■ **AUSZUG ZUM LESEN**:
┄┄┄┄┄┄

Der digitale Wandel und die Entwicklungen im Fintech-Bereich erhöhen den Druck auf traditionelle Banken deutlich. Nach Schätzungen der Beratungsgesellschaft A.T. Kearney könnten Fintechs im Jahr 2020 vier Prozent der Erträge im deutschen Retailbanking auf sich vereinen. Und auch wenn die Banken und Sparkassen unter Hochdruck an Strategien arbeiten, um der neuen Konkurrenz zu begegnen, fehlt vielerorts der große Wurf. Dabei birgt der Wandel hin zur digitalen Bank viele Vorteile – sowohl für die Kunden als auch für das Unternehmen.
Für die Kunden kann das Ergebnis des digitalen Wandels eine bequeme und sichere Finanzplattform mit personalisierten Diensten sein. Die Banken können ihre Wettbewerbsfähigkeit steigern, indem sie mit Hilfe kognitiver, selbstlernender Systeme maßgeschneiderte Lösungen für jeden Kunden anbieten. Gleichzeitig können sie durch den Einsatz von Informationstechnologie interne Abläufe effizienter gestalten und so ihre Kosten senken.
Noch haben die traditionellen Banken einen Wettbewerbsvorteil
Welche konkreten weiteren Optionen bieten sich in diesem Umfeld für Banken und Fintechs? Ausgangspunkt für eine Antwort auf diese Frage könnten die Stärken und Schwächen beider Akteure sein: Fintechs zeichnen sich in der Regel durch einen sicheren Umgang mit modernen Internettechnologien und Algorithmenbasierten Datenanalysen aus. Diese Fähigkeiten sind bei traditionellen Banken noch nicht sehr weit entwickelt. Bei aller Innovationskraft haben Fintechs aber auch Schwächen: Sie leiden unter einem Mangel an Bekanntheit, Vertrauen, Erfahrung und Kundenbeziehungen – genau die Stärken,die der traditionelle Bankensektor aufweist. Vor allem das Vertrauen ihrer Kunden in die Kompetenz für Bankgeschäfte, in die Datensicherheit und den Datenschutz ist für Banken ein entscheidender Wettbewerbsvorteil, den es zu nutzen gilt.

┄┄┄┄┄┄

■ **DIE AUFGABEN**:
[a] Entnimm den Einträgen jede Zeile, in der die Zeichenfolge „camera“ vorkommt, und gib diese Zeilen wieder.
[b] Nimm den Text über den digitalen Wandel bei Banken nach seinem letzten Satz wieder auf und schreibe ihn weiter.

Einträge zur Bereichsannotation

┄┄┄┄┄┄

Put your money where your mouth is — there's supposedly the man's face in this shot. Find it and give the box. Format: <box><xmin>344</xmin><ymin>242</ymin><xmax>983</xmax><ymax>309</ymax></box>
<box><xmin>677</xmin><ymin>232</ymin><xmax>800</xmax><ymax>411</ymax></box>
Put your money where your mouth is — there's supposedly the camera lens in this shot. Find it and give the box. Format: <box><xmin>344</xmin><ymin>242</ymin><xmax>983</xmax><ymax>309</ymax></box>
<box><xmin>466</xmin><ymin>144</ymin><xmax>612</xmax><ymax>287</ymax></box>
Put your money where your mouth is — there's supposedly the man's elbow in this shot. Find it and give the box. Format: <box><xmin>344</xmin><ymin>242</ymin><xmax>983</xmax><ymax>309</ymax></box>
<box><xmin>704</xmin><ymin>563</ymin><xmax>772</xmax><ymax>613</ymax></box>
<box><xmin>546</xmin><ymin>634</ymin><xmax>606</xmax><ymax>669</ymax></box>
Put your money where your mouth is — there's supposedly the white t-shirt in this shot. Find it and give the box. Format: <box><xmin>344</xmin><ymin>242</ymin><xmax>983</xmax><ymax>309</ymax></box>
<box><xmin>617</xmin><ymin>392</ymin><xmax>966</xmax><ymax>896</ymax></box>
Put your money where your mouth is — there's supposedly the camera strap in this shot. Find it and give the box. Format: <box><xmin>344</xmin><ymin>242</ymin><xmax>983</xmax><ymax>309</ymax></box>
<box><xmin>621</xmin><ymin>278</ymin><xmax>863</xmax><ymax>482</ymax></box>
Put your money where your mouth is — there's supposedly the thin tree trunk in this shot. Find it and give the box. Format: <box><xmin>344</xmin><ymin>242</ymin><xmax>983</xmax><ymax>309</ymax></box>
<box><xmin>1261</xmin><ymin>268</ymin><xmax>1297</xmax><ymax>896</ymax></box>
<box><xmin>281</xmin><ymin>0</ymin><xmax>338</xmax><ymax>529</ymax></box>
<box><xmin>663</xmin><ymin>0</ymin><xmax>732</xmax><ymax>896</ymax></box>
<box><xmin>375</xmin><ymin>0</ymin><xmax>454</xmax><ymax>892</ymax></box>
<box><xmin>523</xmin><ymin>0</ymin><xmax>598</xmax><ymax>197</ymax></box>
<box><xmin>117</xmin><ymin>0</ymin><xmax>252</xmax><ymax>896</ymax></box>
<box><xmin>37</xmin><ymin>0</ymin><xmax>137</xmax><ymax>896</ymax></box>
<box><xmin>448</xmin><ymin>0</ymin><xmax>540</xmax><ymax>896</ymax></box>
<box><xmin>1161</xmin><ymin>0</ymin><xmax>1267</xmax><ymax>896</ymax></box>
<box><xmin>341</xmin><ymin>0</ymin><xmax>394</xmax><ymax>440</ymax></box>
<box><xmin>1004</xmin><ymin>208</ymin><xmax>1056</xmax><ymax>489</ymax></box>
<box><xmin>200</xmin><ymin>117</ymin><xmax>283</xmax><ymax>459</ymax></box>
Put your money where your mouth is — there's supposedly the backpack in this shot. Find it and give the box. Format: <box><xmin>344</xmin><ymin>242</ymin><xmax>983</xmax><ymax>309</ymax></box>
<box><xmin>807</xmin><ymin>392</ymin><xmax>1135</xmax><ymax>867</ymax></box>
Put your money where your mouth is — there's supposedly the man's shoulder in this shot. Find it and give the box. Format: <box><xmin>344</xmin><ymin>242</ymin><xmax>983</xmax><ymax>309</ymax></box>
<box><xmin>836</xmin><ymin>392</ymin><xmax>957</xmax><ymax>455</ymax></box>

┄┄┄┄┄┄

■ **LÖSUNGEN DER AUFGABEN**:
[a]
Put your money where your mouth is — there's supposedly the camera lens in this shot. Find it and give the box. Format: <box><xmin>344</xmin><ymin>242</ymin><xmax>983</xmax><ymax>309</ymax></box>
Put your money where your mouth is — there's supposedly the camera strap in this shot. Find it and give the box. Format: <box><xmin>344</xmin><ymin>242</ymin><xmax>983</xmax><ymax>309</ymax></box>

[b]
Aus dieser Konstellation ergeben sich mehrere Handlungsmöglichkeiten, die zum Teil auch schon in der Praxis beobachtbar sind. So besteht die Möglichkeit, dass Banken und Fintechs strategische Allianzen eingehen und miteinander kooperieren. Ferner können Banken eigene digitale Plattformen gründen oder sich an Start-ups beteiligen. Zudem haben manche Fintechs inzwischen Banklizenzen erworben. Die Möglichkeiten sind unterschiedlich, die Richtung ist klar: Die Branche entwickelt sich hin zu einem digitalen Finanzsektor.
Aus meiner Sicht sind drei Punkte wichtig, wenn es darum geht, die digitale Bank der Zukunft zu schaffen. Erstens muss sich der digitale Wandel ganzheitlich vollziehen, sich also auf sämtliche interne und externe Unternehmensbereiche erstrecken. Zweitens muss bei jeder digitalen Neuerung die Frage gestellt werden, welchen Mehrwert sie für den Kunden bietet und ob sie zum Geschäftsmodell der Bank passt. Zusätzliche Ertragschancen bestehen nur, wenn der Kunde einen Mehrwert wahrnimmt und bereit ist, dafür zu bezahlen. Drittens sollten bei einem digitalen Wandel sämtliche positiven Eigenschaften aller Beteiligten erhalten und sinnvoll kombiniert werden. Traditionelle Banken haben die Fähigkeit, finanzielle Risiken einzuschätzen, zu bewerten und zu steuern. Gleichzeitig haben sie einen großen Kundenstamm und Erfahrung in der Beratung. Werden diese Fähigkeiten und Erfahrungen mit den modernen Diensten der Fintechs kombiniert, kann sich der Nutzen für den Kunden deutlich erhöhen. Ihnen werden dann in einem etablierten Rahmen maßgeschneiderte, moderne Finanzdienste und -produkte aus einer Hand angeboten.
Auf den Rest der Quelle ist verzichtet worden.